(Exercise description): Would you please copy the part of the material below that opens with the line containing "of the navy" and closes with the line containing "of the finger"? Copy it exactly, and only it.

▼▼▼

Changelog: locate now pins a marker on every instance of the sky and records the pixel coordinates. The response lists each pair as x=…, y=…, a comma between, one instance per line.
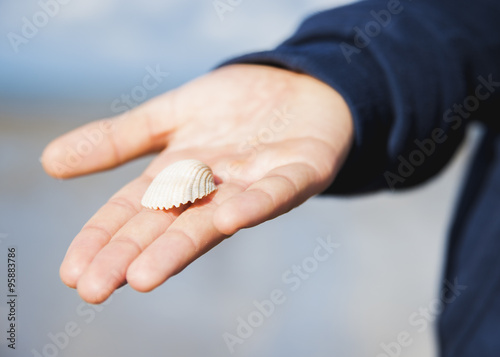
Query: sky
x=65, y=51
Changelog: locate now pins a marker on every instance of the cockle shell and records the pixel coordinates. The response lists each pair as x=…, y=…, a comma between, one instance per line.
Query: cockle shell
x=182, y=182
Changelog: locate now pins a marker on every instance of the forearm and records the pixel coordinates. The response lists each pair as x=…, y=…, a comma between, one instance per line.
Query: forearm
x=406, y=70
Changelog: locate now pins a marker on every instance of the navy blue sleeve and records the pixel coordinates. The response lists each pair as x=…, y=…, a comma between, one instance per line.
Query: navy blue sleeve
x=413, y=74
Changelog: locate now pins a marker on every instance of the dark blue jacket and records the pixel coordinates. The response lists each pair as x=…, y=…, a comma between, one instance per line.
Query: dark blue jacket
x=414, y=74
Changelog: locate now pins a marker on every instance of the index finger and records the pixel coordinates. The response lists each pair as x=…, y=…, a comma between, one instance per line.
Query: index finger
x=108, y=143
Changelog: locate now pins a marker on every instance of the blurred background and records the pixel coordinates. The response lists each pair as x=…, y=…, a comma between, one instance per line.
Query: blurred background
x=65, y=63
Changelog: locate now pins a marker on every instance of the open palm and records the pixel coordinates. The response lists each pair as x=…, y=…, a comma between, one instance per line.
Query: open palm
x=273, y=139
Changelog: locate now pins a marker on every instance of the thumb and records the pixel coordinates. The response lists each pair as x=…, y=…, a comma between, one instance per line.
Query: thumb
x=107, y=143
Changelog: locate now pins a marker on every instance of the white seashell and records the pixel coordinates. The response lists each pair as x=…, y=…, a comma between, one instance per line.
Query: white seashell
x=182, y=182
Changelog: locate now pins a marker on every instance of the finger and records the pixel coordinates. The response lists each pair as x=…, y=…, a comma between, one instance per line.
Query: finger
x=188, y=237
x=107, y=143
x=276, y=193
x=98, y=231
x=108, y=269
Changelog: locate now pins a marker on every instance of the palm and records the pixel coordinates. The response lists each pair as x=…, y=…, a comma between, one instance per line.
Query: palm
x=272, y=138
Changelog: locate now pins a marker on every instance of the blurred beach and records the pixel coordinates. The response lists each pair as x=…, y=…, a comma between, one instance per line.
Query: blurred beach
x=387, y=266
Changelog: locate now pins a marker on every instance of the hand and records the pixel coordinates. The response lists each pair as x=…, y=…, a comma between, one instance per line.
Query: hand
x=273, y=138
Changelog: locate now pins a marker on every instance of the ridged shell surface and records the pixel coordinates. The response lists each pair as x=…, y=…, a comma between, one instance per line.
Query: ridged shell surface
x=182, y=182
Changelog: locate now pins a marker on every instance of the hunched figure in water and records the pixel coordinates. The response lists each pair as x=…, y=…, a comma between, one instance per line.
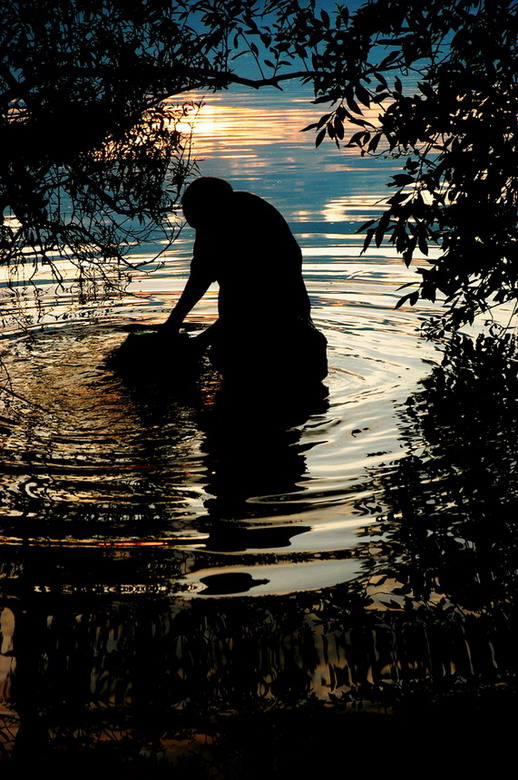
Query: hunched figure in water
x=243, y=243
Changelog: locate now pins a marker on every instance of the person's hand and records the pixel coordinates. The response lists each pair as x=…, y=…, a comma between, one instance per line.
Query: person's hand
x=167, y=332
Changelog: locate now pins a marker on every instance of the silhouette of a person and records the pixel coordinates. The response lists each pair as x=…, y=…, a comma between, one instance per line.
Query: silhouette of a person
x=245, y=245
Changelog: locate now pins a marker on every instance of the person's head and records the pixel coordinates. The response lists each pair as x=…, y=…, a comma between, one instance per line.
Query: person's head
x=205, y=199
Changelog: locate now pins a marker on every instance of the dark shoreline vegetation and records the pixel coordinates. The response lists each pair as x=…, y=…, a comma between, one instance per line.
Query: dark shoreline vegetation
x=112, y=667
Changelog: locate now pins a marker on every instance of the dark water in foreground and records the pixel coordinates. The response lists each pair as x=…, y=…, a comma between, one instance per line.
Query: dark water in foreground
x=188, y=577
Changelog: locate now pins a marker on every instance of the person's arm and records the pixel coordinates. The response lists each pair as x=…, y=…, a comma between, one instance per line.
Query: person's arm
x=197, y=284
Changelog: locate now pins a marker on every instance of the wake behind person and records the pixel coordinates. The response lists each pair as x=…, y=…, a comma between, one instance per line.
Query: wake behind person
x=264, y=328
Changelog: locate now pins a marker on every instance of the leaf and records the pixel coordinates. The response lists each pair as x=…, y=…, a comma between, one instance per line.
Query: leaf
x=339, y=127
x=320, y=137
x=373, y=143
x=423, y=245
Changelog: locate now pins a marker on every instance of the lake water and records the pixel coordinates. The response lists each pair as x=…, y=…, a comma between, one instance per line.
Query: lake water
x=166, y=550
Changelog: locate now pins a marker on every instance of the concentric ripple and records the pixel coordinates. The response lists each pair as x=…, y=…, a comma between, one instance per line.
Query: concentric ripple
x=235, y=498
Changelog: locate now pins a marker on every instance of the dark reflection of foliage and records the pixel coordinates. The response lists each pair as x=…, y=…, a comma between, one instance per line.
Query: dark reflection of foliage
x=452, y=528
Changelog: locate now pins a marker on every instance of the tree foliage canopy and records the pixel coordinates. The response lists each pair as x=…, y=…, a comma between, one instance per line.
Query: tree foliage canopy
x=95, y=158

▲▲▲

(Your solution):
Changelog: locate now pins a marker on every instance of the navy blue sleeve and records the pixel coordinates. The response lists each pair as x=…, y=…, a comma between, one instance per line.
Query: navy blue sleeve
x=413, y=74
Changelog: locate now pins a marker on every instance of the dark blue jacket and records the pixel coordinates. The response lists each pair as x=…, y=…, a comma between, one instance per line.
Query: dark blue jacket
x=414, y=74
Changelog: locate now pins a marker on every instance of the index finger and records the pixel coordinates. The response lists each pair as x=…, y=…, a comma between, one instance per line.
Query: index finger
x=108, y=143
Changelog: locate now pins a marker on every instance of the blurred background and records the pixel coordinates. The response lists each pair as x=…, y=…, a comma between, one instance per line.
Query: blurred background
x=65, y=63
Changelog: locate now pins a marker on every instance of the open palm and records the pixel coordinates. The response lists each pair as x=…, y=…, a comma between, one instance per line.
Query: open palm
x=273, y=139
Changelog: locate now pins a marker on every instance of the thumb and records the pixel coordinates. The response lists each pair as x=…, y=…, a comma between, one instance per line.
Query: thumb
x=107, y=143
Changelog: locate now pins a marker on every instance of the white seashell and records the pixel coordinates. The response lists each pair as x=…, y=…, a comma between, one instance per line.
Query: white seashell
x=182, y=182
Changelog: locate now pins a marker on every instance of the finger and records the pixel coordinates. The response lists each pair as x=…, y=…, a comma between, one instance per line.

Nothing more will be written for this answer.